- [TASK OBJECTIVE]
The answer should be an exact copy of the lines from the line with "Could you point to the player's right" through the last line of the entries, and no other lines.

(Referring expression pointing data)

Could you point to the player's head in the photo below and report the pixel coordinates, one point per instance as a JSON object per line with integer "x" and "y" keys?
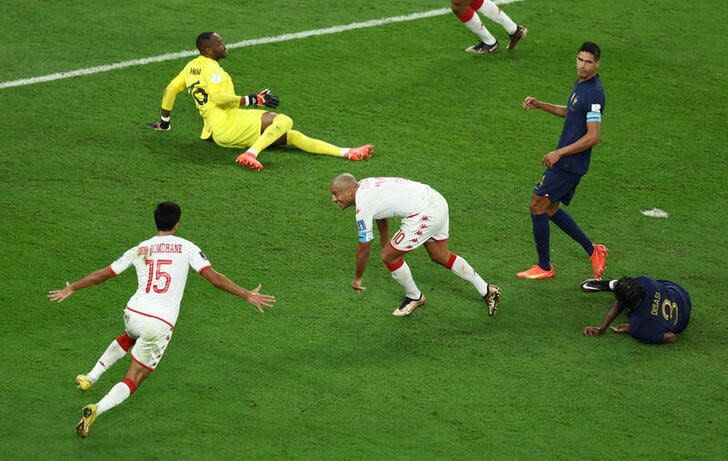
{"x": 629, "y": 293}
{"x": 343, "y": 190}
{"x": 166, "y": 216}
{"x": 211, "y": 45}
{"x": 587, "y": 60}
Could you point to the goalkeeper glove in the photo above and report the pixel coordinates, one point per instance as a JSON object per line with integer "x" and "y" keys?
{"x": 160, "y": 125}
{"x": 264, "y": 98}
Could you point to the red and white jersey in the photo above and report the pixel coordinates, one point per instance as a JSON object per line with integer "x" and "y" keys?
{"x": 379, "y": 198}
{"x": 162, "y": 264}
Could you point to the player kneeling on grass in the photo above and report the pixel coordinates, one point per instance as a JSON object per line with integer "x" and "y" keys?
{"x": 253, "y": 129}
{"x": 425, "y": 221}
{"x": 161, "y": 263}
{"x": 657, "y": 309}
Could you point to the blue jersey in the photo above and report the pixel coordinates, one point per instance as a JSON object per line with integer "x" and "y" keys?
{"x": 586, "y": 104}
{"x": 665, "y": 307}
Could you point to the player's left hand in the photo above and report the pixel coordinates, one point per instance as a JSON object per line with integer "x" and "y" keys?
{"x": 622, "y": 328}
{"x": 258, "y": 300}
{"x": 267, "y": 99}
{"x": 160, "y": 125}
{"x": 550, "y": 159}
{"x": 356, "y": 286}
{"x": 60, "y": 295}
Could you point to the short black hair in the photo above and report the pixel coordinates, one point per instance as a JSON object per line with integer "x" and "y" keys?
{"x": 591, "y": 47}
{"x": 629, "y": 293}
{"x": 202, "y": 40}
{"x": 166, "y": 215}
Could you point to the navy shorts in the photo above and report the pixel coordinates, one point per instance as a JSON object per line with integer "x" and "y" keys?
{"x": 557, "y": 185}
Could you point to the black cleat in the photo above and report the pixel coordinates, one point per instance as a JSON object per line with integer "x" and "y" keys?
{"x": 482, "y": 48}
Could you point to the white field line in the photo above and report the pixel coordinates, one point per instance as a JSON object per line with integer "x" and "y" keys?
{"x": 244, "y": 43}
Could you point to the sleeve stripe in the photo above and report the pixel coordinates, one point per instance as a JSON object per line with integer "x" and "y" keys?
{"x": 593, "y": 117}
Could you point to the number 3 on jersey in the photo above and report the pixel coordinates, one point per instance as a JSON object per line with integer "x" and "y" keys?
{"x": 158, "y": 277}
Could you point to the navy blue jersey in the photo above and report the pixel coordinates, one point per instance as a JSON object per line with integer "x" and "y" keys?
{"x": 665, "y": 307}
{"x": 586, "y": 104}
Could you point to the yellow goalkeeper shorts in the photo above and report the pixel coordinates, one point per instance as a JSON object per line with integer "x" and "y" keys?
{"x": 240, "y": 130}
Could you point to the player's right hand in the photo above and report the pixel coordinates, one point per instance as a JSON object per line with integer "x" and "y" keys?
{"x": 529, "y": 103}
{"x": 160, "y": 125}
{"x": 257, "y": 299}
{"x": 267, "y": 99}
{"x": 59, "y": 295}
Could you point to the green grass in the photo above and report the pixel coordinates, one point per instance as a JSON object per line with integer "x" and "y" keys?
{"x": 328, "y": 374}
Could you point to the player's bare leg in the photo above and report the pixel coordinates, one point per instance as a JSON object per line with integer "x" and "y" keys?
{"x": 394, "y": 261}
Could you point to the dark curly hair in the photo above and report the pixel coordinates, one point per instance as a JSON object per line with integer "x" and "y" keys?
{"x": 629, "y": 293}
{"x": 166, "y": 215}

- [YOUR SOLUTION]
Could you point to the player's right hand in the photo above and report the pixel coordinates, one point per instance as a JSON object per line with integer "x" and "y" keys?
{"x": 529, "y": 103}
{"x": 160, "y": 125}
{"x": 257, "y": 299}
{"x": 267, "y": 99}
{"x": 59, "y": 295}
Could you point to the green grass in the photo above and report the pixel coordinates, one point per instance as a JSON object per line with integer "x" and "y" keys?
{"x": 328, "y": 374}
Could you point to the player's bare leg in the photo above and report the pixel coordinates, one point per instance as a JSON object per line with integer "x" and "y" keys?
{"x": 394, "y": 261}
Could you point to the dark curly hair in the photo above and report the pixel coordinates, one point per instance as a JSON object per line with integer "x" and "y" keys?
{"x": 629, "y": 293}
{"x": 166, "y": 215}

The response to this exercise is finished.